- [DATASET ENTRIES]:
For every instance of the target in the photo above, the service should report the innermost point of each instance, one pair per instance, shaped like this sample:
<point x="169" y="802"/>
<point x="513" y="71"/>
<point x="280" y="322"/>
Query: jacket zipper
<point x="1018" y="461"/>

- [TASK PROMPT]:
State how many of the lines above contain the string "point" with its case matched exactly. Reply with the number alone.

- [RESULT FOR THIS TASK]:
5